• _AIM OF THE EXERCISE_
Can you reproduce the data below verbatim, keeping every line and character unchanged?

• _RECORD LIST_
——
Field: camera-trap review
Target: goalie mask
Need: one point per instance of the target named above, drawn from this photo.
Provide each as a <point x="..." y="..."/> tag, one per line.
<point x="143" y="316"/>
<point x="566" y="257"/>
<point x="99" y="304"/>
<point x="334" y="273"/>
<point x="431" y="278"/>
——
• _IN RESPONSE_
Field: camera-trap review
Target: goalie mask
Need: one point per instance of the target named above, drawn from this photo.
Provide each as a <point x="..." y="..."/> tag, one per line.
<point x="143" y="316"/>
<point x="566" y="257"/>
<point x="99" y="304"/>
<point x="334" y="273"/>
<point x="431" y="278"/>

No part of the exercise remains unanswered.